• [Exercise aim]:
Copy the records below exactly, from the line containing "Place a pin on every instance of the wooden chair back" through the last line, and leave out every picture.

• [Data to use]:
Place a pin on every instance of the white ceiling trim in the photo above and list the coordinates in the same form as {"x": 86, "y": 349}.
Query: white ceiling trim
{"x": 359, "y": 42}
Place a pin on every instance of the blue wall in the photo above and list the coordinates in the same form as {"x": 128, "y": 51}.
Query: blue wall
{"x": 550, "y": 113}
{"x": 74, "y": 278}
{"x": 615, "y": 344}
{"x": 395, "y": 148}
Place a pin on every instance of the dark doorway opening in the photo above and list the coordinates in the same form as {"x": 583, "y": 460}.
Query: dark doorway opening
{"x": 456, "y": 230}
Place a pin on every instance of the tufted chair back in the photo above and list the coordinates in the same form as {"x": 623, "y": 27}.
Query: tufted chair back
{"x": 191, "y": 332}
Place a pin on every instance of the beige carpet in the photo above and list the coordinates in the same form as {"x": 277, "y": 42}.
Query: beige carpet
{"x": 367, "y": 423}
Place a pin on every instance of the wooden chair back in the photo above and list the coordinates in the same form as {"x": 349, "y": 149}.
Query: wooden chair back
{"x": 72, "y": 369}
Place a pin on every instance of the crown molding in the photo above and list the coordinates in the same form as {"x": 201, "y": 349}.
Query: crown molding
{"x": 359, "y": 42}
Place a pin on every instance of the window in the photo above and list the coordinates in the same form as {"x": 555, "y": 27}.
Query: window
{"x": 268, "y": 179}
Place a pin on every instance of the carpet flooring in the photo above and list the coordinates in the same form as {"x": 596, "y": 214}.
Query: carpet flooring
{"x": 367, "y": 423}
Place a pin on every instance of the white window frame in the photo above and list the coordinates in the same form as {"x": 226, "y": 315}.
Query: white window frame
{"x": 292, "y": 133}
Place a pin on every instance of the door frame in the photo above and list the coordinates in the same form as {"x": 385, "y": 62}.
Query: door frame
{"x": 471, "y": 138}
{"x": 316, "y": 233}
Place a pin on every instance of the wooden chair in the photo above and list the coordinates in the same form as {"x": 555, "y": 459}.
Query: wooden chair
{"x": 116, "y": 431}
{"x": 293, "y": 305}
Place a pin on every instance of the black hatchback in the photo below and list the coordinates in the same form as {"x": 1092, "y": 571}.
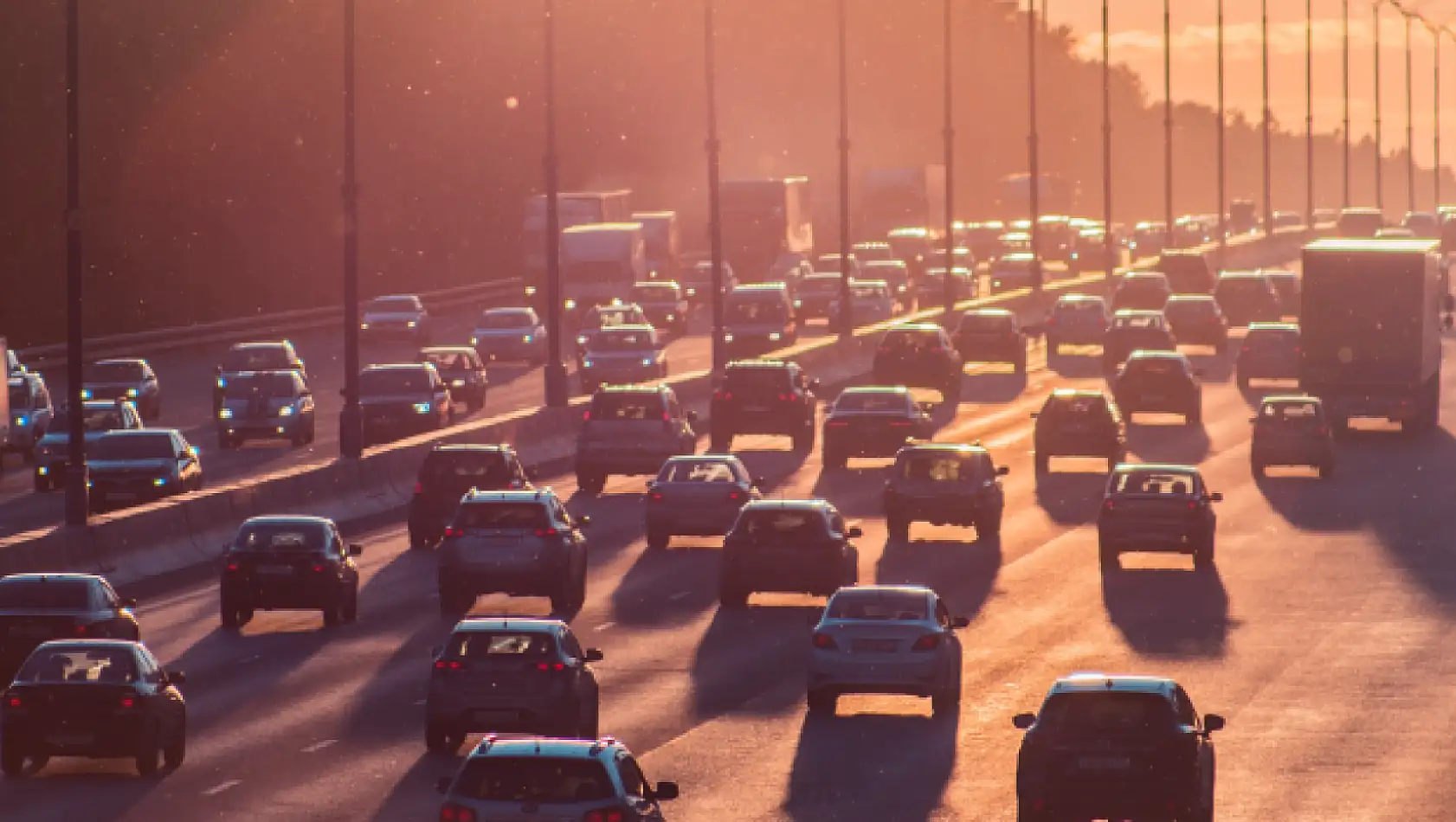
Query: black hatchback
{"x": 288, "y": 563}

• [Problem solution]:
Place a pin on every instance of the wooden chair back in the photo above and list the coordinates in the same form as {"x": 349, "y": 149}.
Query: wooden chair back
{"x": 72, "y": 369}
Place a pin on every instance of the crown molding in the photo above and list the coordinates in the same form as {"x": 201, "y": 349}.
Query: crown molding
{"x": 359, "y": 42}
Place a pin on every instance of the window in the photo above and list the coordinates in the same form as {"x": 555, "y": 27}.
Query: window
{"x": 268, "y": 179}
Place a pin on every instance of the carpet flooring in the photo above and list the coordinates in the same form as {"x": 596, "y": 214}.
Query: carpet flooring
{"x": 367, "y": 423}
Place a pin on every instance of the white window frame in the photo above and list the coordinates in the same form as {"x": 226, "y": 315}.
Query: white window frame
{"x": 292, "y": 133}
Place a pin on every instance of the door frame in the photo above and list the coordinates in the same form as {"x": 385, "y": 62}.
Query: door frame
{"x": 471, "y": 138}
{"x": 316, "y": 233}
Place a pin on every instance of the wooden chair in the photo above and list the coordinates in the same form as {"x": 555, "y": 459}.
Query: wooden chair
{"x": 116, "y": 431}
{"x": 293, "y": 305}
Place a pin on every instance of the black hatchback in the photo below and list the coordinates in the same form as {"x": 1092, "y": 571}.
Query: black hatchback
{"x": 288, "y": 563}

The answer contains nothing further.